TEMPLO ANIMADO NO COMPUTADOR

Você entra e olha ao redor. O lugar está repleto de fiéis. Eles se cumprimentam como velhos

conhecidos e conversam baixinho entre si. O inglês monopoliza os diálogos. Então, duas opções se

apresentam: permanecer isolado ou se enturmar. Você escolhe a segunda e é recebido com amabilidade por

um pequeno grupo. Pede licença e senta-se em um dos bancos. O sermão vai começar. Detalhe importante:

seu corpo físico não se encontra realmente lá. Suas mãos no teclado do computador limitam-se a controlar

um boneco animado em 3 dimensões.

Assim funcionou o primeiro templo cristão on-line, batizado de Church of Fools (ao pé da letra,

“igreja dos tolos”). No ar desde maio, o site inglês de inspiração metodista recebe gente dos mais diversos

credos. “Mais britânico, impossível. É um clara tentativa de reverter o esvaziamento e a descristianização

tão presentes na sociedade inglesa”, opina o teólogo e cientista da religião Carlos Caldas Filho, da

Universidade Mackenzie. Conectar-se ao www.shipoffools.com/church depois de atingida a lotação máxima

significa circular invisível, sem direito a um personagem. Entre as opções de figuras, há jovens, velhos,

homens, mulheres, negros e até um sujeito de suéter verde, bigode e óculos que lembra Ned Flamders – o

vizinho evangélico de desenho Os Simpsons. Os fiéis virtuais conseguem fazer o sinal-da-cruz, ajoelhar-se

em posição de prece, abençoar o próximo, erguer os braços e gritar “Aleluia!”. Quando o pastor inicia o

sermão, suas frases flutuam na tela, de baixo para cima. A certa altura, ele pergunta onde cada um vive. Os

participantes dizem, ou melhor, digitam: Berlim, Barcelona, Sydney, Nova York, Berkeley, Portland,

Estocolmo, São Paulo... É a deixa para o sacerdote pregar que a fé, com uma forcinha da Internet, transpõe

fronteiras. “Pode ser simpático e divertido, mas do ponto de vista teológico não dá para aceitar”, diz o

teólogo Fernando Altemeyer Júnior. “É um game, não um sacramento.”

Tarefas
1. Reescreva de forma mais concisa o parágrafo do trecho que começa com "Você entra e olha ao redor", preservando seus fatos principais.
2. Segundo o trecho, qual teólogo afirma que o templo on-line "É um game, não um sacramento"?

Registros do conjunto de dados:
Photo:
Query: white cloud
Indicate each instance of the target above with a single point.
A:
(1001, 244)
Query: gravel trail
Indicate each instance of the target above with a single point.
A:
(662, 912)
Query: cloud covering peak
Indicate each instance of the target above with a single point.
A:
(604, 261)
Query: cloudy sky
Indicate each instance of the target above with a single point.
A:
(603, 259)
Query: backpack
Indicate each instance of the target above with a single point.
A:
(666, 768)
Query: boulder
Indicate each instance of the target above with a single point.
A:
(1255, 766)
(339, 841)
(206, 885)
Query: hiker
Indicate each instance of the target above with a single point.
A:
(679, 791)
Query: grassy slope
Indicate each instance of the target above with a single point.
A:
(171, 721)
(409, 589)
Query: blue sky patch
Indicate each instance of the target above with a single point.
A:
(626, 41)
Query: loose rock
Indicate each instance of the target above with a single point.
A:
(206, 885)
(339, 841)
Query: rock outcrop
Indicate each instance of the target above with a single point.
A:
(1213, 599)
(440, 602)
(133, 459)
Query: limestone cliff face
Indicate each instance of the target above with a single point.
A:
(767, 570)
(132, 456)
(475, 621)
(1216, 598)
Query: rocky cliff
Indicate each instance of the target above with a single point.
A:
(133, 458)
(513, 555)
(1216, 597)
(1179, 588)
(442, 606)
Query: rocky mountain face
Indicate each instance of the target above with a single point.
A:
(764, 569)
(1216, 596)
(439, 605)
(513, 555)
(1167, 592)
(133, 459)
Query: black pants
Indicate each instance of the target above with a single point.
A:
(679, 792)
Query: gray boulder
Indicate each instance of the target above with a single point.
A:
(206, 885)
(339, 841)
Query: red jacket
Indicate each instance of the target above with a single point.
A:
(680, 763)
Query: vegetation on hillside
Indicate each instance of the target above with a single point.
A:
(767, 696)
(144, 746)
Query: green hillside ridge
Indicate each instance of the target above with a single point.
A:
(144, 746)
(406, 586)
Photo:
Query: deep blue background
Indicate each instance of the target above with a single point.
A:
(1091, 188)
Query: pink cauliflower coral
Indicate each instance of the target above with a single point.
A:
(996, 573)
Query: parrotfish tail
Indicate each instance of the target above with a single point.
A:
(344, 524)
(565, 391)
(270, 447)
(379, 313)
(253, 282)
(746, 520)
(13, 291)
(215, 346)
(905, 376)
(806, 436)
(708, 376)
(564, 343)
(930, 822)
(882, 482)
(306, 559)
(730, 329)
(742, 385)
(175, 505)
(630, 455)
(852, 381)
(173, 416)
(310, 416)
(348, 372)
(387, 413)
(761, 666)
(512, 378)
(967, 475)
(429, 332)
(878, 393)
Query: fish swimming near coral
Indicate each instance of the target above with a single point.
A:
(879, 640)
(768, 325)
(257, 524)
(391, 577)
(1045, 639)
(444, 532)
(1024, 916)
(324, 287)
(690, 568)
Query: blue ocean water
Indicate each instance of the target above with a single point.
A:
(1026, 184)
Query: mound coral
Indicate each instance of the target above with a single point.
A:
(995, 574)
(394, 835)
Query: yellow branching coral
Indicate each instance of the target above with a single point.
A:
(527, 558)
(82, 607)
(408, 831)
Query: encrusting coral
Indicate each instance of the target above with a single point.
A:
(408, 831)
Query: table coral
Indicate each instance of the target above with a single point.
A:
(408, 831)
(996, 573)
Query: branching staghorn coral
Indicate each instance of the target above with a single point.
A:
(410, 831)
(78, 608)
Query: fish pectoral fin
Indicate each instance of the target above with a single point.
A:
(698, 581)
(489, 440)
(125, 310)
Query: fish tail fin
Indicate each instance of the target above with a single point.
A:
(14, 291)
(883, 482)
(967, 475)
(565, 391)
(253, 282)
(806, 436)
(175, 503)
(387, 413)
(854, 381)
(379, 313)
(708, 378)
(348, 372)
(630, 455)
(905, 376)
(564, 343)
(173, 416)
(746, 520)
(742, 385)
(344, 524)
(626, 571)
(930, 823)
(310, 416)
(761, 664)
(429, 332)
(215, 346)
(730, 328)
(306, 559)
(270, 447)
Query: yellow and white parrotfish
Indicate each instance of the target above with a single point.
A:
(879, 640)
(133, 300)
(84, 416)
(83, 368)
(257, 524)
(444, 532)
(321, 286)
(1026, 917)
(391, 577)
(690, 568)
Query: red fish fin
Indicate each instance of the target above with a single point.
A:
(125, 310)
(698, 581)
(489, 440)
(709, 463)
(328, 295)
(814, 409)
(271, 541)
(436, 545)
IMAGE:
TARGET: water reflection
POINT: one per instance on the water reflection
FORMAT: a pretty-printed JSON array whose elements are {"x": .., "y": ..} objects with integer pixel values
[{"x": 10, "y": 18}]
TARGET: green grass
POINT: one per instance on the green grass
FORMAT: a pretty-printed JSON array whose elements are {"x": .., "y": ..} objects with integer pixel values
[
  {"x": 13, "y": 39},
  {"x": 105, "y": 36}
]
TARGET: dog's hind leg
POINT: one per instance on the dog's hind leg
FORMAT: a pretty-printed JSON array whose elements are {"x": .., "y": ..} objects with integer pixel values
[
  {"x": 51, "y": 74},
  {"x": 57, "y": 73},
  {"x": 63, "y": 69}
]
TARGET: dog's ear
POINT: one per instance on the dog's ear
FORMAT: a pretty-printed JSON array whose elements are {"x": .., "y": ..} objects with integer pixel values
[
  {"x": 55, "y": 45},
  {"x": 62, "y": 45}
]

Respostas do exercício
1. Ao entrar, você encontra o lugar cheio de fiéis que se cumprimentam como velhos conhecidos e conversam baixinho, quase sempre em inglês. Entre ficar isolado ou se enturmar, você escolhe a segunda opção, é recebido com amabilidade por um pequeno grupo e senta-se em um banco para o sermão. Seu corpo, porém, não está lá: suas mãos no teclado apenas controlam um boneco animado em 3 dimensões.

2. Fernando Altemeyer Júnior.